● DIRECTIVE: Continue the mailing-list post on Unicode encoding policy with the next few sentences, starting after its final line.

● EXCERPT TO READ:
········
Unicode encoding policy

Philippe Verdy verdy_p at wanadoo.fr
Wed Dec 31 01:36:18 CST 2014


One important factor is also stability: some symbols may get a temporary
interest and then raidly abandoned for a new flavor, hardly related to the
previously encoded one.
Stability is also a need when UTC resources and work time is limited to
focus in things that have been already waited for long (even if there were
some difficult discussions, notably when trying to deal with variants and
different usage patterns, or in more complex situations discovered with
difficulties like text layout; or creation of distinctive of contextual
ligatures, or when discussing about some critical character properties such
as word boundaries, or expected specific alignments with other characters
including with some other scripts).
For that the UTC has a useful tool: the roadmap which attempts to organize
the standardization work by topics and communities of interest, in order to
avoid duplicate discussions or create coherent proposals that will also
resist other future additions.
Emojis however exist inly in relation to themselves, and their coherence
really comes from their adoption on a range of devices or OSes and common
applications.
········
● SUPPLIED DATA:
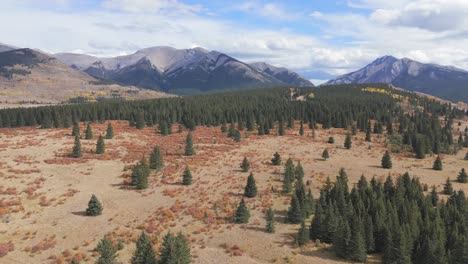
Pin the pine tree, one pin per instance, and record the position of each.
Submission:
········
● OUTPUT:
Large vendors (like Google for Android, Apple for iOS, and Microsoft for
Windows, but also some wellknown websites connected to many others like
Yahoo, Twitter or Facebook and their supported applications running on
various OSes and devices, or Baidu in China, or Mail.ru in Russia, are also
desiring to open their own sets to offer support to users communicating
from devices/OSes made by other vendors inclujding in other countries.
There could be also other "killer" apps amde available on various OSes and
devices which could benefir from this standardization, such as keyboard
extensions for smartphones/tablets, or sets of generic icons commnly needed
for user interfaces (e.g. the icons that appear in Gmail for rich text
editing or for managing emails and folders; people want to be able to use
similar looking icons even if their exact design change specifically,
simply because websites and support services will frequently reference them
and people will want to discuss about their use in varous contexts; the
same is true about typical icons found on popular navigation maps).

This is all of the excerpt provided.